- EXERCISE PROMPT:
Retype the material below word for word, starting at its first line and ending with the line that contains "58, 0, 173, 275", with both of those lines included.
-- Begin EXTRACTED ENTRIES --
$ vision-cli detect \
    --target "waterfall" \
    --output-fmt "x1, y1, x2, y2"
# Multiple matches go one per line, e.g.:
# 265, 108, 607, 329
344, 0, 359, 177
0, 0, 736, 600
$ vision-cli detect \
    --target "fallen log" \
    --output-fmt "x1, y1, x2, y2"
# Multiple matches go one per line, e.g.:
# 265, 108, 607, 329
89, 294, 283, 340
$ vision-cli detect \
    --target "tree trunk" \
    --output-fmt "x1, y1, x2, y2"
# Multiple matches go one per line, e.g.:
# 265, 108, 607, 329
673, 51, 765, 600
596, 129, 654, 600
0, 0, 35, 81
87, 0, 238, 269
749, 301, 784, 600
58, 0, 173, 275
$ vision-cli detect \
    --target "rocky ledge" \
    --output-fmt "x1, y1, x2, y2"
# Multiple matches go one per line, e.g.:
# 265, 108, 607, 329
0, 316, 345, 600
-- End EXTRACTED ENTRIES --
- SOLUTION FOR THIS EXERCISE:
$ vision-cli detect \
    --target "waterfall" \
    --output-fmt "x1, y1, x2, y2"
# Multiple matches go one per line, e.g.:
# 265, 108, 607, 329
344, 0, 359, 177
0, 0, 736, 600
$ vision-cli detect \
    --target "fallen log" \
    --output-fmt "x1, y1, x2, y2"
# Multiple matches go one per line, e.g.:
# 265, 108, 607, 329
89, 294, 283, 340
$ vision-cli detect \
    --target "tree trunk" \
    --output-fmt "x1, y1, x2, y2"
# Multiple matches go one per line, e.g.:
# 265, 108, 607, 329
673, 51, 765, 600
596, 129, 654, 600
0, 0, 35, 81
87, 0, 238, 269
749, 301, 784, 600
58, 0, 173, 275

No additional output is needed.